* Problem *
Gather each line below that contains the word "drill", and copy them in order.

* Records for the task *
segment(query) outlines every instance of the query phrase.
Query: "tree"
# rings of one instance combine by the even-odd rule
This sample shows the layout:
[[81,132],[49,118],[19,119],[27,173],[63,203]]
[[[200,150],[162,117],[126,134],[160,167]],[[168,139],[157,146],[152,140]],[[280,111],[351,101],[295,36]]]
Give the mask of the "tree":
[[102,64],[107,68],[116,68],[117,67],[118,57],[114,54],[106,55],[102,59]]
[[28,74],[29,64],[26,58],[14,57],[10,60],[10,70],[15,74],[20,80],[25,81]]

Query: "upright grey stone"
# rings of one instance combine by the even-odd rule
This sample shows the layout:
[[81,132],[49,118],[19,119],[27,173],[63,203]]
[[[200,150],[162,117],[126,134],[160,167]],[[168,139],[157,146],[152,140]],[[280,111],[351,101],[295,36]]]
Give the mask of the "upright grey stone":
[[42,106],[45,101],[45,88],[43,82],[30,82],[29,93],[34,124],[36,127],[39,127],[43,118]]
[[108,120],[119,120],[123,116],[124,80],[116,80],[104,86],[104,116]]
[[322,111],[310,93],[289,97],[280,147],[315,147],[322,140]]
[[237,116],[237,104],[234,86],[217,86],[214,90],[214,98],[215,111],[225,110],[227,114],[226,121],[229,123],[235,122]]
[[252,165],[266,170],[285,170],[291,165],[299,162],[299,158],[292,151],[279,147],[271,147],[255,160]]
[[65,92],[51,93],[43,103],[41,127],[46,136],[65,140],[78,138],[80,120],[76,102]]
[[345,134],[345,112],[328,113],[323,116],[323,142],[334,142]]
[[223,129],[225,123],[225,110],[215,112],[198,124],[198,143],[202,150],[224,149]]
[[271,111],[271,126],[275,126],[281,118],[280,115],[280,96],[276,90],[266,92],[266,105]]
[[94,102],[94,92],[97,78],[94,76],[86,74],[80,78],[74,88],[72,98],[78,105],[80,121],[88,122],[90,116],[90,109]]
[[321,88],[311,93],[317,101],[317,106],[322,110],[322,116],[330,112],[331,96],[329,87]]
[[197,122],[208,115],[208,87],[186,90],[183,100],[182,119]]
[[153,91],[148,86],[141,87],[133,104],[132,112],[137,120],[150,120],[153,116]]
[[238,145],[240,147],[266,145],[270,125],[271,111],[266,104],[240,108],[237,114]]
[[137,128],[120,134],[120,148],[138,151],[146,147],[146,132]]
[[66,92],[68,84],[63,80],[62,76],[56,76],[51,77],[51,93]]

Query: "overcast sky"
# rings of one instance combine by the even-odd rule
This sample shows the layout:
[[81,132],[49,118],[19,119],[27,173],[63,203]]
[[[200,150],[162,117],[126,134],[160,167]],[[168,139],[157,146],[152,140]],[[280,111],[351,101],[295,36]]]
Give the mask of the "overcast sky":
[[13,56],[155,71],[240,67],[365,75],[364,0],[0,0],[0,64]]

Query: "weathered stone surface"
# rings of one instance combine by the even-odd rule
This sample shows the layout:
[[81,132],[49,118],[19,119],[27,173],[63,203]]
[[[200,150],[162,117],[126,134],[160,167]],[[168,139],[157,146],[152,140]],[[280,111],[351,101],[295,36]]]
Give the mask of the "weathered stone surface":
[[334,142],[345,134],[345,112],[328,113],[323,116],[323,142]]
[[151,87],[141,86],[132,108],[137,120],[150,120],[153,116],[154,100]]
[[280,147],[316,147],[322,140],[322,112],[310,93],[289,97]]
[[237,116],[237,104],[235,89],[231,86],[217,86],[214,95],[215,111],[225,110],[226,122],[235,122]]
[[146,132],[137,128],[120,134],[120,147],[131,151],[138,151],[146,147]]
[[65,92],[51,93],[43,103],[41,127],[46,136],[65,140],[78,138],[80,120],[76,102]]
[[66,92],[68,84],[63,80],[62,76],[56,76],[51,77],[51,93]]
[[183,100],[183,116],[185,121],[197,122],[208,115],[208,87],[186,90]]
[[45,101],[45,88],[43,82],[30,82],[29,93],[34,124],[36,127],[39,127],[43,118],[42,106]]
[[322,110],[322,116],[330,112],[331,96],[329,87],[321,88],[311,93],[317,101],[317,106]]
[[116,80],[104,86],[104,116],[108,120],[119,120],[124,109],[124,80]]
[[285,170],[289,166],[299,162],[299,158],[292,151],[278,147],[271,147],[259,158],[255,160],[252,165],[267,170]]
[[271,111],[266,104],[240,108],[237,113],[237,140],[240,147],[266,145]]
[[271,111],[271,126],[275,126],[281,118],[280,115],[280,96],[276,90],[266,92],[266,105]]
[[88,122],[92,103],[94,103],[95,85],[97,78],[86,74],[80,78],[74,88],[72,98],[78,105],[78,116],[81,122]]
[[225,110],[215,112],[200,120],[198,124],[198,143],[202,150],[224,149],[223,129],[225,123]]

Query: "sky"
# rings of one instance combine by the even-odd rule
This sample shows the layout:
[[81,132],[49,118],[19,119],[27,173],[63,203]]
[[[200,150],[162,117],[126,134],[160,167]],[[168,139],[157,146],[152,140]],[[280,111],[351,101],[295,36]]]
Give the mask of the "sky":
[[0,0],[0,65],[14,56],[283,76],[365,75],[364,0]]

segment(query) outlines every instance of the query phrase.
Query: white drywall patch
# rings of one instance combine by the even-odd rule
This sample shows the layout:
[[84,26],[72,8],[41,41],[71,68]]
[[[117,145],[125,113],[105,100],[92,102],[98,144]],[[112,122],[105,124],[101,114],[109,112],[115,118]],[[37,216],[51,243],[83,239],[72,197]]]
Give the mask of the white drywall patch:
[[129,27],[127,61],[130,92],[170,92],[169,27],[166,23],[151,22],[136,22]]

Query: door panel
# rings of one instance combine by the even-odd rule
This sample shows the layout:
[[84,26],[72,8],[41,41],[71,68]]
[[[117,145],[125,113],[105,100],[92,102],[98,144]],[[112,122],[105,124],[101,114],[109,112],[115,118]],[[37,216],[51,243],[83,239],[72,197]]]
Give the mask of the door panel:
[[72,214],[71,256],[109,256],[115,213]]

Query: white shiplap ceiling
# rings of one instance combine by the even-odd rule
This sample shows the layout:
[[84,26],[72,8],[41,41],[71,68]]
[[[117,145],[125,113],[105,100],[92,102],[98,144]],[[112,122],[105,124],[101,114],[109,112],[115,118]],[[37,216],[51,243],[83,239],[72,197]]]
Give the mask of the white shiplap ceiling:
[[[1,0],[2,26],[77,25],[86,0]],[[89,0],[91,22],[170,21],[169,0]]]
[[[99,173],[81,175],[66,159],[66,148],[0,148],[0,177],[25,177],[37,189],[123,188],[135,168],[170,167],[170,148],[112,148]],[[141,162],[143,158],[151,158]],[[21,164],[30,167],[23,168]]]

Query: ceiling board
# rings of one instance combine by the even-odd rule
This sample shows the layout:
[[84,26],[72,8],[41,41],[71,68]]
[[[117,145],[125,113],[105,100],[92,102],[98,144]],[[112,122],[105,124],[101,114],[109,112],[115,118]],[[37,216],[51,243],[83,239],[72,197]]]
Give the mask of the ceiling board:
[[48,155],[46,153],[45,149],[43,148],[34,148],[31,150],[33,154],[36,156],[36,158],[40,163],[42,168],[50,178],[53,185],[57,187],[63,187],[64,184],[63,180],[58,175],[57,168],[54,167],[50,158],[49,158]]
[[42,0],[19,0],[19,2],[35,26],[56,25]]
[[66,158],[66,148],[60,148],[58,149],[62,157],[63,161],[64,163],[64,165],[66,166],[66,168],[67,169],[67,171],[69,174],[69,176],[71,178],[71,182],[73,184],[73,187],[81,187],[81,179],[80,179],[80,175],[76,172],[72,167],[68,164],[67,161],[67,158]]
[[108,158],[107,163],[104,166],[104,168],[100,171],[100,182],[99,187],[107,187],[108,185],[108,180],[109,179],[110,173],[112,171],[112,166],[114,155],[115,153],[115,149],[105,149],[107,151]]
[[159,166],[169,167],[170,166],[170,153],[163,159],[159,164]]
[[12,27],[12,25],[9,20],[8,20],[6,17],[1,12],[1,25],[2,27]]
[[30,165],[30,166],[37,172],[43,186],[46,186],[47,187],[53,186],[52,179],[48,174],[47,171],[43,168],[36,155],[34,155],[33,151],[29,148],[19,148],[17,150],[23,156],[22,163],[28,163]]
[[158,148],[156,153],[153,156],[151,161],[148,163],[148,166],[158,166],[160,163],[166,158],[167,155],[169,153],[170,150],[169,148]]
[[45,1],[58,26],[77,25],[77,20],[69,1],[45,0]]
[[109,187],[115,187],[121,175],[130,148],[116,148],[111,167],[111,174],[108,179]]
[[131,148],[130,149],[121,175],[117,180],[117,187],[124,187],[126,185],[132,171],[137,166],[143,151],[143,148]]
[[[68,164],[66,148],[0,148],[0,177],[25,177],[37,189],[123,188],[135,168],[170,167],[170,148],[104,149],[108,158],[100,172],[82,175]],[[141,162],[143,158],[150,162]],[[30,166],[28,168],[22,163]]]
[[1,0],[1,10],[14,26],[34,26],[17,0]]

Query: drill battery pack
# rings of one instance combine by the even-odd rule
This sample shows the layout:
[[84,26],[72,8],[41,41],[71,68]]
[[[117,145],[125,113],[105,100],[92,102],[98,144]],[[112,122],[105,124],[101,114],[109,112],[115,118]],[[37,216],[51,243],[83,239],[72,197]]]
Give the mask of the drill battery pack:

* Result of this exercise *
Query: drill battery pack
Give the mask of the drill battery pack:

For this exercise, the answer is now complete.